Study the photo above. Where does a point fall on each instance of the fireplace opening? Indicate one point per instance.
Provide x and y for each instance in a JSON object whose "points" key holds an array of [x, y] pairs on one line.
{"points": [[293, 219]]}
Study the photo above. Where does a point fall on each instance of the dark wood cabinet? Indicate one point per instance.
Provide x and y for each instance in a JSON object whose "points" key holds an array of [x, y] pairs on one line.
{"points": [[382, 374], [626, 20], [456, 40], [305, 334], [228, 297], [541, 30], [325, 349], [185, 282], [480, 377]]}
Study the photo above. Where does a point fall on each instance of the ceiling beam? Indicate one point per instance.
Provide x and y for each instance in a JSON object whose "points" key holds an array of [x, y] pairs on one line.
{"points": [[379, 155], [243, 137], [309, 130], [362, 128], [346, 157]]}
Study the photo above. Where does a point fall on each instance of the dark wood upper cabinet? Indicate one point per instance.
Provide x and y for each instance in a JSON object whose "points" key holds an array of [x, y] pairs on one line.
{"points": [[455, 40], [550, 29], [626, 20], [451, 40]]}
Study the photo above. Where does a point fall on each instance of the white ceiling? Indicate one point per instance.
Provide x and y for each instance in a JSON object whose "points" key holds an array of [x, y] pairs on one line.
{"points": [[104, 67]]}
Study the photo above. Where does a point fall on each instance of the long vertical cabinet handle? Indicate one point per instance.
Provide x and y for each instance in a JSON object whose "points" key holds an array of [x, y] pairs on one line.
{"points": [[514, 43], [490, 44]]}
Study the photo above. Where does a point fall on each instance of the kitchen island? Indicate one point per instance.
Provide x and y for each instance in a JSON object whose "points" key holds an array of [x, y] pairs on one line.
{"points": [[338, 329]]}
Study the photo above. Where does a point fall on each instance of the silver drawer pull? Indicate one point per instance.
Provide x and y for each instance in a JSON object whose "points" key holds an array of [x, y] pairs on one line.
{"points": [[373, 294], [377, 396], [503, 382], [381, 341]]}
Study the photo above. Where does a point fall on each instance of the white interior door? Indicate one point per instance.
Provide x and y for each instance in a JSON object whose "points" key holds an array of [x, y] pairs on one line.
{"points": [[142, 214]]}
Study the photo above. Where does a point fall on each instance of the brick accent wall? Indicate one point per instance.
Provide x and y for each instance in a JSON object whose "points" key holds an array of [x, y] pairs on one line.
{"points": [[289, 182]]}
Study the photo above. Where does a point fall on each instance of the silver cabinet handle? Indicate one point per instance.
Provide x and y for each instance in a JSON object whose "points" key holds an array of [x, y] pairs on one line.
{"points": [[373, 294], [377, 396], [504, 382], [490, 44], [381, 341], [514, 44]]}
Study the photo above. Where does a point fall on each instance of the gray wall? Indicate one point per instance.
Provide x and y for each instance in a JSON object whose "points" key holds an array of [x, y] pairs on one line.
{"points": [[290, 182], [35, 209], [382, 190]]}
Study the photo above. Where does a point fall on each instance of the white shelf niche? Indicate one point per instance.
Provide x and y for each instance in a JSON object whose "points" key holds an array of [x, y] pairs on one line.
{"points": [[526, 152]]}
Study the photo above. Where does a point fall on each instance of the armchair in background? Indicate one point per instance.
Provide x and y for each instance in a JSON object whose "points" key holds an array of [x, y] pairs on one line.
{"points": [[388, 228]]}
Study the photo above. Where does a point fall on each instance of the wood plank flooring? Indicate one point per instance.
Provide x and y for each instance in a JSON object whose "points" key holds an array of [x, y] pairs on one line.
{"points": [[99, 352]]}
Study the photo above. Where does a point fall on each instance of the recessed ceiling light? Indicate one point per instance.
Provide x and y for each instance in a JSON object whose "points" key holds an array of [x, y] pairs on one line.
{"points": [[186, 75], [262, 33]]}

▸ TASK DESCRIPTION
Reproduce the lines of the records exactly, starting with the line containing "flooring? Indicate one point per instance." and going on through the end of the records.

▸ WRITTEN SOLUTION
Study the photo above. Where does a point fall on each instance of the wood plank flooring? Indicate one point per instance.
Provide x and y for each instance in a JSON object whose "points" key holds an array of [x, y] pairs on one line.
{"points": [[99, 352]]}
Study the photo above. Where does a point fall on each instance of the recessed ceiling light? Indicate one point per instance.
Provide x and y for each instance in a JSON object whose "points" key holds an array of [x, y] pairs on one line.
{"points": [[186, 75], [262, 33]]}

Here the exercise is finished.